*INSTRUCTIONS FOR THE TASK*. Exactly reproduce the line containing "Two rules. Place a point on every instance of the window" together with every line after it, through the end of the entries, and give nothing more.

Stored entries
━━━━━━━━━━━━━━━━━━━━

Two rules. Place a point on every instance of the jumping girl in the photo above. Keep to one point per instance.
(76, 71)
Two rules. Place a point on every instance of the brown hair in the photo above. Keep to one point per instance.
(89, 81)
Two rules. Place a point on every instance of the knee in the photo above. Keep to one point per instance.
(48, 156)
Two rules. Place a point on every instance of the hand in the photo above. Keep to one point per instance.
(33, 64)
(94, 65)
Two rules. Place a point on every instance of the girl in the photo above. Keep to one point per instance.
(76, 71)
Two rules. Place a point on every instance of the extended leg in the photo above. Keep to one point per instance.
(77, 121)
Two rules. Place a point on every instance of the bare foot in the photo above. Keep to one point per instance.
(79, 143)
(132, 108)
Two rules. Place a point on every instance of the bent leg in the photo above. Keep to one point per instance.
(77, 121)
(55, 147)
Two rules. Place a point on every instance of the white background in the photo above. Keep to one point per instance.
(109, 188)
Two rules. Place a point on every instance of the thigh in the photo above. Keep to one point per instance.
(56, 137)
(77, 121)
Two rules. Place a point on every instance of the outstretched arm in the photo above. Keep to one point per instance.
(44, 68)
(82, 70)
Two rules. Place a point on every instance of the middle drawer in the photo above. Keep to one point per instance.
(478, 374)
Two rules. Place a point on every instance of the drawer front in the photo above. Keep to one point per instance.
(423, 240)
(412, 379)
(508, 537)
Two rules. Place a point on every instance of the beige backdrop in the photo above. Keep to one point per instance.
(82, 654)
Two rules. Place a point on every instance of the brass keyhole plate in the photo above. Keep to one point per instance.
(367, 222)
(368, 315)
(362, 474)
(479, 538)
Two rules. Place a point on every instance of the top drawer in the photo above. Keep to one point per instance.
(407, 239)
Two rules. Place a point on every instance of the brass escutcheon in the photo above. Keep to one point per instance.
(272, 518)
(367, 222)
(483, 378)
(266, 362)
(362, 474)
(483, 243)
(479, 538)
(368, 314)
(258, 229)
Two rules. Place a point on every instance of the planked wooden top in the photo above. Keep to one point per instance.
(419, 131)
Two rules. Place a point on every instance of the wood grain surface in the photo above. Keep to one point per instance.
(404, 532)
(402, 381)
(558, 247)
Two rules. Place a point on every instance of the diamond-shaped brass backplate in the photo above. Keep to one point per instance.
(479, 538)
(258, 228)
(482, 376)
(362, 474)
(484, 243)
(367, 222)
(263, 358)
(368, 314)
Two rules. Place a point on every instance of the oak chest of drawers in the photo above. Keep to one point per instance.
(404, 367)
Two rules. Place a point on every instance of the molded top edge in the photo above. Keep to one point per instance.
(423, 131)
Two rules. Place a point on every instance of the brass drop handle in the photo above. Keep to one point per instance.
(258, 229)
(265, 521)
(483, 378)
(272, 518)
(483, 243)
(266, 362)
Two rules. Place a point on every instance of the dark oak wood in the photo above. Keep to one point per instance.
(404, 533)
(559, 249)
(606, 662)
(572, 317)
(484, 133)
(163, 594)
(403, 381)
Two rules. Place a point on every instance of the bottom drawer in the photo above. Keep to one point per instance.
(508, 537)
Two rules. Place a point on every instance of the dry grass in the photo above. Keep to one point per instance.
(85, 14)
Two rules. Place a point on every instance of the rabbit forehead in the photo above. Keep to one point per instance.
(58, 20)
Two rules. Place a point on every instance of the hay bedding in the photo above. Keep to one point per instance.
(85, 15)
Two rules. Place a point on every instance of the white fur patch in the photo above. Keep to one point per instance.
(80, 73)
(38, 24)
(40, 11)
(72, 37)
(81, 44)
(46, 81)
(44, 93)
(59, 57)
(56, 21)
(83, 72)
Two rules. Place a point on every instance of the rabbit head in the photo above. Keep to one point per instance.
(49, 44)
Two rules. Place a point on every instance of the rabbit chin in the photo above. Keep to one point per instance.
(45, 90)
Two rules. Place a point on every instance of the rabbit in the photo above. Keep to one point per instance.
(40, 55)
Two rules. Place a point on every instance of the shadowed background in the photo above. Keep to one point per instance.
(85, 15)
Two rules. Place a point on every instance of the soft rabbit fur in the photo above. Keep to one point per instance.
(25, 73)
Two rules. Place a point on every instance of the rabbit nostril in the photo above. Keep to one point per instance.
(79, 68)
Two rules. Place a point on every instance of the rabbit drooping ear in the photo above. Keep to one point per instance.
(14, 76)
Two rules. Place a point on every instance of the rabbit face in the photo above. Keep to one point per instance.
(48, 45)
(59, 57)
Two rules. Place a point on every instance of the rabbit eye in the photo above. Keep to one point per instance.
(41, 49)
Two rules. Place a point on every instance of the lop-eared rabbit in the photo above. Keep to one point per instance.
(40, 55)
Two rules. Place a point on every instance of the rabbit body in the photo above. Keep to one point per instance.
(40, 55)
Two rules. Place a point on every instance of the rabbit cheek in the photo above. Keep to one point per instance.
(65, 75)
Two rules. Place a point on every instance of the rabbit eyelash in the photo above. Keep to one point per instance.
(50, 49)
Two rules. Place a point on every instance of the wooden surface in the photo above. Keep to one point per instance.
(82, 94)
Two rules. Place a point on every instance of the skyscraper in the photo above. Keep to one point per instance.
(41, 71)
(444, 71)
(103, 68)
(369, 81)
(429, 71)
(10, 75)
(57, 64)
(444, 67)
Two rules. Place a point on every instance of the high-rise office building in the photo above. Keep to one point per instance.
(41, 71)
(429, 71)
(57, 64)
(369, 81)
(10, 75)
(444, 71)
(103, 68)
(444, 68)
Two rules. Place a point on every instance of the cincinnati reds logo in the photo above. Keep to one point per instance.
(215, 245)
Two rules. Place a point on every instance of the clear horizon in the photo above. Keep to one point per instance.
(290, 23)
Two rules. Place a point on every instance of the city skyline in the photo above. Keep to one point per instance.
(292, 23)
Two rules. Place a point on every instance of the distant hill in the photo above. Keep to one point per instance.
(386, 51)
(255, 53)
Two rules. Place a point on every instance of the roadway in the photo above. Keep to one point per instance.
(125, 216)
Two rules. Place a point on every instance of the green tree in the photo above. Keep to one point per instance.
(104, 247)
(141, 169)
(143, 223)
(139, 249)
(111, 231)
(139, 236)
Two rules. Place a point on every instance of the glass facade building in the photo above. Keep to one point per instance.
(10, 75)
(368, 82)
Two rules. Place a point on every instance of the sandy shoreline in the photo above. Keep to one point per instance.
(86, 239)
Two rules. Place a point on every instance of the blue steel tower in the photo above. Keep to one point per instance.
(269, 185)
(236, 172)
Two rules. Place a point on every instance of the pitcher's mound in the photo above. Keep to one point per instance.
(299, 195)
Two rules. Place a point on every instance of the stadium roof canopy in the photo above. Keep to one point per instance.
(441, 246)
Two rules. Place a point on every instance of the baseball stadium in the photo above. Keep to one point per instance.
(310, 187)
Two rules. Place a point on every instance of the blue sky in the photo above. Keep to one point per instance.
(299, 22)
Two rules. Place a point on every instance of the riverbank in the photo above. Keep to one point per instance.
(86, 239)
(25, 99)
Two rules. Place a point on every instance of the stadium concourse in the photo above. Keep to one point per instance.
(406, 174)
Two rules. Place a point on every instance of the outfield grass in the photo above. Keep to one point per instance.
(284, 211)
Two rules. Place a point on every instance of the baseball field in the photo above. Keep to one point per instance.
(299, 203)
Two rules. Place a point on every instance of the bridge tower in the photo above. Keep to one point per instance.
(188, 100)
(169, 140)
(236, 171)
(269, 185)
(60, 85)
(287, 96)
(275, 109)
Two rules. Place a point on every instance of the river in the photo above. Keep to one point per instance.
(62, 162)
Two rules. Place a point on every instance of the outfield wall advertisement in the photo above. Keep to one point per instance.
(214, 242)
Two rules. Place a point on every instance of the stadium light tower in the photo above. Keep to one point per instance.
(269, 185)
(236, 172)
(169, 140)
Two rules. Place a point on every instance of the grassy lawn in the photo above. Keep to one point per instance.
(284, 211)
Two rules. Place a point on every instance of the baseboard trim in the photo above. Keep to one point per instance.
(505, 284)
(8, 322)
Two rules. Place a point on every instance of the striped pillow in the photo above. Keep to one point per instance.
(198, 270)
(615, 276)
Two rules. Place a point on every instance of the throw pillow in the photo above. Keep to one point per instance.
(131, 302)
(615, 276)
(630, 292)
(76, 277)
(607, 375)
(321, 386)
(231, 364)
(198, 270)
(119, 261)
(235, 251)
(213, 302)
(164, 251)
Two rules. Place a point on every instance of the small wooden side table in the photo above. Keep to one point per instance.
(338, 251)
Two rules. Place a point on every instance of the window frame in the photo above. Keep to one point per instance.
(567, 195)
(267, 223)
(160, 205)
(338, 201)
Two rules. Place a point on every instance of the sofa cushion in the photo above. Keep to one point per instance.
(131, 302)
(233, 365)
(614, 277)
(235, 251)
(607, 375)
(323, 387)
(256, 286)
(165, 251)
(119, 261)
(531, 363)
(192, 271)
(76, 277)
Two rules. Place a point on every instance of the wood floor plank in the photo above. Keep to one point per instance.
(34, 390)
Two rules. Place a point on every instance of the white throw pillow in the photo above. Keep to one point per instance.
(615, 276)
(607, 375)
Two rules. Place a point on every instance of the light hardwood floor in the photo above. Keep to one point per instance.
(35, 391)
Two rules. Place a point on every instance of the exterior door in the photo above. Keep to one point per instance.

━━━━━━━━━━━━━━━━━━━━

*EXERCISE RESULT*.
Two rules. Place a point on every instance of the window frame in the photo above. Keep to one point per instance.
(567, 195)
(267, 223)
(160, 205)
(338, 201)
Two rules. Place a point on every instance of the sofa cushion in the photo above. Keep to one point per instance.
(131, 302)
(233, 365)
(614, 277)
(235, 251)
(607, 375)
(323, 387)
(256, 286)
(165, 251)
(119, 261)
(531, 363)
(192, 271)
(76, 277)
Two rules. Place a point on every instance of the wood floor plank in the photo above. Keep to one point per instance.
(34, 390)
Two rules. Place a point on every instance of the white throw pillow in the photo above. Keep to one point per instance.
(615, 276)
(607, 375)
Two rules. Place a point on every instance of the light hardwood floor in the photo above. Keep to one point per instance.
(35, 391)
Two rules. Place a point on every instance of the exterior door in the photo above. Keep to one point per instance.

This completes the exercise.